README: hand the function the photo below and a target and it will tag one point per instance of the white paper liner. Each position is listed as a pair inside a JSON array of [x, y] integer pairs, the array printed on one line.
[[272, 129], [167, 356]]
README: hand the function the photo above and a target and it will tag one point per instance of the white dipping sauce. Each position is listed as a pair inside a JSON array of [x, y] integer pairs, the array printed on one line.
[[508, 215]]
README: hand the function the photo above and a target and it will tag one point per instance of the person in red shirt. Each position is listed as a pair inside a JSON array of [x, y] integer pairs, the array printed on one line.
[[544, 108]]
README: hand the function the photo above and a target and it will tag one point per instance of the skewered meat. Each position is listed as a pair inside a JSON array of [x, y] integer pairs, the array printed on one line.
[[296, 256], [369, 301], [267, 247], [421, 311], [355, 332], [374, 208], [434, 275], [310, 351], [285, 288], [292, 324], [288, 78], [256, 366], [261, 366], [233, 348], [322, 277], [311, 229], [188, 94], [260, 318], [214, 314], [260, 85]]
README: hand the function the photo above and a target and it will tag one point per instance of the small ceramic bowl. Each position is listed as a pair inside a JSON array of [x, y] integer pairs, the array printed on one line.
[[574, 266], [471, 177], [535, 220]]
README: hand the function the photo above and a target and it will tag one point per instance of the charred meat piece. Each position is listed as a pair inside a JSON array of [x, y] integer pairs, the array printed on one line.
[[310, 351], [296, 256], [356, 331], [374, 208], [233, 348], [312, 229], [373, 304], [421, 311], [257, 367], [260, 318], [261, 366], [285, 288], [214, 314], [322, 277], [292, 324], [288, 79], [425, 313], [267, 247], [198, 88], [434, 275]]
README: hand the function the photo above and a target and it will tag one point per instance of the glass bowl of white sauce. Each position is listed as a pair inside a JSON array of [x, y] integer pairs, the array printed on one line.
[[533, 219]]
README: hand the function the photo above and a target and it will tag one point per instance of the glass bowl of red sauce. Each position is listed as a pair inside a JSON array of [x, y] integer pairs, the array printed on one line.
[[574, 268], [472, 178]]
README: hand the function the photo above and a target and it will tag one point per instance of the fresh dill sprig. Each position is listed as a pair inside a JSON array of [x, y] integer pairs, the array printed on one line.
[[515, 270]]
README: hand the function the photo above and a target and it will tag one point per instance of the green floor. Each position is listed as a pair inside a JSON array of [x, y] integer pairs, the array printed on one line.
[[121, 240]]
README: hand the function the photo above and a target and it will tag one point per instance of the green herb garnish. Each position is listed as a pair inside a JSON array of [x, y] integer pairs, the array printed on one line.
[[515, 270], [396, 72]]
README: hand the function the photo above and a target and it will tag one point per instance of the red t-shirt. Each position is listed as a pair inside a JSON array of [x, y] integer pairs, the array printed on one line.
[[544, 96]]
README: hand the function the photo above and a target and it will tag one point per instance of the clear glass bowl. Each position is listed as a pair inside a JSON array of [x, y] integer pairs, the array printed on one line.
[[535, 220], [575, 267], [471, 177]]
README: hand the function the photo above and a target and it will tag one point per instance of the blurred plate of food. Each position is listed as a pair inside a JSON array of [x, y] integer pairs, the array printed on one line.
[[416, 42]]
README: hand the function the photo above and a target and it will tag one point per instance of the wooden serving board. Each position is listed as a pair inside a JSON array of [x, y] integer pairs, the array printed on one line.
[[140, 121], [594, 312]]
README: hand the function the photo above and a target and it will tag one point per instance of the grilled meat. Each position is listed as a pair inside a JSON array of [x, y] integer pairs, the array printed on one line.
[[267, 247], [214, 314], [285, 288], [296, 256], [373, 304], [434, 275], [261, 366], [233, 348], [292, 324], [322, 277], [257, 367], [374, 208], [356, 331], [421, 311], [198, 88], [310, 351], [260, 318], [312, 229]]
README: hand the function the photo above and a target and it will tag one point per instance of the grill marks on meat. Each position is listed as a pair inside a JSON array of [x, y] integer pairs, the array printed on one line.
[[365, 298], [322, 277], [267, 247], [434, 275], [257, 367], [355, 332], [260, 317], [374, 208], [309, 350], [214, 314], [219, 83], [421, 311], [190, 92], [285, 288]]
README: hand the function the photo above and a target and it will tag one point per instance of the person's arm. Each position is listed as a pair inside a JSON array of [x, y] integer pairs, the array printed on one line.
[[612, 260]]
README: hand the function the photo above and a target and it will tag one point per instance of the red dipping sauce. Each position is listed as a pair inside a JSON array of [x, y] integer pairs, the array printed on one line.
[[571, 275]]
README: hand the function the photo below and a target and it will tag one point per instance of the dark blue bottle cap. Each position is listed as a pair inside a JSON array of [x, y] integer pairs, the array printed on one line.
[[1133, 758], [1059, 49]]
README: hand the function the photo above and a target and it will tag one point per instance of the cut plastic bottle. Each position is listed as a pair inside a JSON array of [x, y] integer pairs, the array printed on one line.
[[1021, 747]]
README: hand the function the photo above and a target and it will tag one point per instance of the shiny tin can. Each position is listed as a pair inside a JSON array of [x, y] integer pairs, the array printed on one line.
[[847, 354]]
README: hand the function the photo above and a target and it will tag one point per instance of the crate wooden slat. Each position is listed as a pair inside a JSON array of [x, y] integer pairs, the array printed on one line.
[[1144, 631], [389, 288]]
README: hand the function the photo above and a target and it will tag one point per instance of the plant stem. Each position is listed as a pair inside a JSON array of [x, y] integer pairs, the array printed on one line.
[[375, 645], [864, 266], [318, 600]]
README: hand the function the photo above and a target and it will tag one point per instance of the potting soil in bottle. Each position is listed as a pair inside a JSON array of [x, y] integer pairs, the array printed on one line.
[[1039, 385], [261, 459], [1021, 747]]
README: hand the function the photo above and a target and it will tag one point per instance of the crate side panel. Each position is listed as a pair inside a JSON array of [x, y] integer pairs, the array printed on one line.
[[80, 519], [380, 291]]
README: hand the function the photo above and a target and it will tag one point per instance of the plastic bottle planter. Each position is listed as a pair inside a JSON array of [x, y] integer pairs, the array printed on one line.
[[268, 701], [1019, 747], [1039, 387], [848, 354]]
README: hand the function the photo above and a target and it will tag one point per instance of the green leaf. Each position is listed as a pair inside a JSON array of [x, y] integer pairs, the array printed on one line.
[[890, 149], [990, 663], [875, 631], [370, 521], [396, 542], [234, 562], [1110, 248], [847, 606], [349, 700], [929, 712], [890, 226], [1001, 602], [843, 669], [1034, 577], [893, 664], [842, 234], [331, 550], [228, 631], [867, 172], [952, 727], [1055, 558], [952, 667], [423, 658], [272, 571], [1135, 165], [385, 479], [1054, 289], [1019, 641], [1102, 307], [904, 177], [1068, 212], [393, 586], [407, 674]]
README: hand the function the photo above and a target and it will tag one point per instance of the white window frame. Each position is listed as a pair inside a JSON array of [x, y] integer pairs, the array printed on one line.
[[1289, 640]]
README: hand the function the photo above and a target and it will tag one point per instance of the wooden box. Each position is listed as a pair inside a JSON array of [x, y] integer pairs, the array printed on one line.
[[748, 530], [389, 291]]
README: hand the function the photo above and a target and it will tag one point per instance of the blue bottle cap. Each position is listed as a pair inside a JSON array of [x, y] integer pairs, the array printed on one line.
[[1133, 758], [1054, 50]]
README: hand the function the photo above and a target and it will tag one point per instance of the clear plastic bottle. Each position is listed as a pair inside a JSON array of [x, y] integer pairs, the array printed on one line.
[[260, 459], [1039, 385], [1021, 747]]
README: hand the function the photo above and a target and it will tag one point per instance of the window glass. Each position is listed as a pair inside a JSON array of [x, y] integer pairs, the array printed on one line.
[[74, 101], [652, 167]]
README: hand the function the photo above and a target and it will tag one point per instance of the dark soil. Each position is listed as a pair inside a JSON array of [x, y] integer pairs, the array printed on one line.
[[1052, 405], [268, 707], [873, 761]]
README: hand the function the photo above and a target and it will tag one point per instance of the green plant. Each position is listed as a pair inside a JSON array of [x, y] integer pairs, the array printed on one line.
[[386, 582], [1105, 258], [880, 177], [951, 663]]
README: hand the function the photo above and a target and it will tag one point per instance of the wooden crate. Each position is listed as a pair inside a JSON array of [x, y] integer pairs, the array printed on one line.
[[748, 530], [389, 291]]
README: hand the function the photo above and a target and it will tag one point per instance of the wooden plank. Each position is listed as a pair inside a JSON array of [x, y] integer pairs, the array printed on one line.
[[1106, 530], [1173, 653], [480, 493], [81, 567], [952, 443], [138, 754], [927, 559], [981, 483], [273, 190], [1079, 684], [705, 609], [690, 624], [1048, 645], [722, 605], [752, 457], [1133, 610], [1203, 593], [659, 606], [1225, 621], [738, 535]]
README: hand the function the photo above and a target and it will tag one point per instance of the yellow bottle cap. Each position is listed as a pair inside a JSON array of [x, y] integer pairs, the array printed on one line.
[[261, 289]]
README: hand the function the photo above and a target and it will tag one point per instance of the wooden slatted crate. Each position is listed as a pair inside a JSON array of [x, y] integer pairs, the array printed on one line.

* * *

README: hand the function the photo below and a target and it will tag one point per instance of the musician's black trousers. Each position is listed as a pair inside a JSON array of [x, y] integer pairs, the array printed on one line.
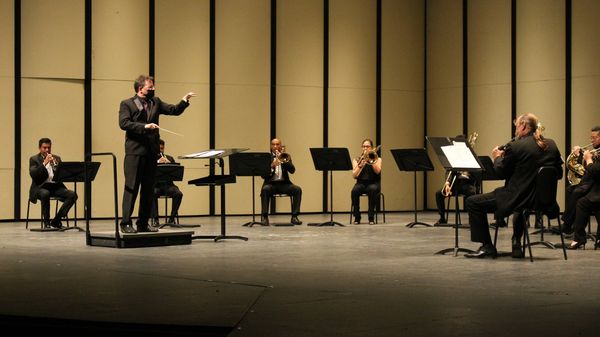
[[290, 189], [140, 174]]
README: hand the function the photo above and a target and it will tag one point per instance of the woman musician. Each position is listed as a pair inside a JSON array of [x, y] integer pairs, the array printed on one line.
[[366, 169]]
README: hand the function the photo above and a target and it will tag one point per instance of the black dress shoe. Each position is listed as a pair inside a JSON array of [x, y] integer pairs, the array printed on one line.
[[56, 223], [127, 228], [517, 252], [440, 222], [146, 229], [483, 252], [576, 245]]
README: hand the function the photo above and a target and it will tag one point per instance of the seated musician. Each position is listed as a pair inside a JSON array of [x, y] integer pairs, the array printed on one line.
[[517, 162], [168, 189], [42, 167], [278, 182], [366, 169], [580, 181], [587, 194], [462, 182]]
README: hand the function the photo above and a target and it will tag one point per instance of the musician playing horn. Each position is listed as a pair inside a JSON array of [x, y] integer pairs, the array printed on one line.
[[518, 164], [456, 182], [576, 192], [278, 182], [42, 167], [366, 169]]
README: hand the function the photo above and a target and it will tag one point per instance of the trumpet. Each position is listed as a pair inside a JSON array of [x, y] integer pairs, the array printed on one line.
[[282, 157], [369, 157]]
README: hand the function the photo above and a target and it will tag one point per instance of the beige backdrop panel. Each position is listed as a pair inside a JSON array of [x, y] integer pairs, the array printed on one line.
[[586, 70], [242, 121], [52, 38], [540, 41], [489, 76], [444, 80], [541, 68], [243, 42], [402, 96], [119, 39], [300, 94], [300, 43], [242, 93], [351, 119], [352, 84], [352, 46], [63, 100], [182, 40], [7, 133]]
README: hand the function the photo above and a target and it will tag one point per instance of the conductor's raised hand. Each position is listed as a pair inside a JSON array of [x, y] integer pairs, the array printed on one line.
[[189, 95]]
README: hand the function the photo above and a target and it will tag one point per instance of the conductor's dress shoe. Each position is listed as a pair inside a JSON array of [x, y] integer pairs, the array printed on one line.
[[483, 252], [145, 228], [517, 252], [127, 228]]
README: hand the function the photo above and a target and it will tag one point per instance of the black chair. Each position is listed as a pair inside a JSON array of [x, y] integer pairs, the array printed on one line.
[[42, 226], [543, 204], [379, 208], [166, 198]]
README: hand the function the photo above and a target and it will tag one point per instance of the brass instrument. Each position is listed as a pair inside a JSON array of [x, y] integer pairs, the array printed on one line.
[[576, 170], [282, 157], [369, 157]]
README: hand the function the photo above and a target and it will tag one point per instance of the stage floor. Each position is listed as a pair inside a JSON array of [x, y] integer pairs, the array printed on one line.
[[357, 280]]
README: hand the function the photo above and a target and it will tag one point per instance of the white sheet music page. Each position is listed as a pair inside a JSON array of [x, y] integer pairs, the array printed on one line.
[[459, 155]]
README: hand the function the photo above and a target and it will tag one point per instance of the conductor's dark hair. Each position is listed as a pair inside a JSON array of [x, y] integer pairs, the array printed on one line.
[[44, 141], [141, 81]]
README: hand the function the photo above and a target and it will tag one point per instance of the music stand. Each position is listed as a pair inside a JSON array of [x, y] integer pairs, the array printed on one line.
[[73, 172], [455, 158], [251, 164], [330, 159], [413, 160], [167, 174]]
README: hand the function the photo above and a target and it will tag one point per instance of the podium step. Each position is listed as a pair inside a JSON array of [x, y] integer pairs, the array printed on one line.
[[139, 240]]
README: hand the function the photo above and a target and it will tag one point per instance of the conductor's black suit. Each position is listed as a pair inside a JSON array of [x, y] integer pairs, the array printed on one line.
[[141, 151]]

## TASK PROMPT:
Render the lines from the one containing "the person in" through the one containing "314], [260, 85]]", inclusive, as a numbered list, omitting any blank lines.

## CORRECT OUTPUT:
1. README: hand the function the photo above and a target and it will tag one point per instance of the person in red shirt. Each position is listed as a pair inside a JSON array of [x, y] integer pairs, the array printed on one line.
2. [[544, 108]]
3. README: hand the function the photo above and a target and it will tag one point per instance of the skewered meat. Each position is listed as a pair inside a JSON array of [x, y] integer pairs, the array printed on one line.
4. [[296, 256], [369, 301], [267, 247], [421, 311], [355, 332], [374, 208], [434, 275], [310, 351], [285, 288], [292, 324], [288, 78], [256, 366], [261, 366], [233, 348], [322, 277], [311, 229], [188, 94], [260, 318], [214, 314], [260, 85]]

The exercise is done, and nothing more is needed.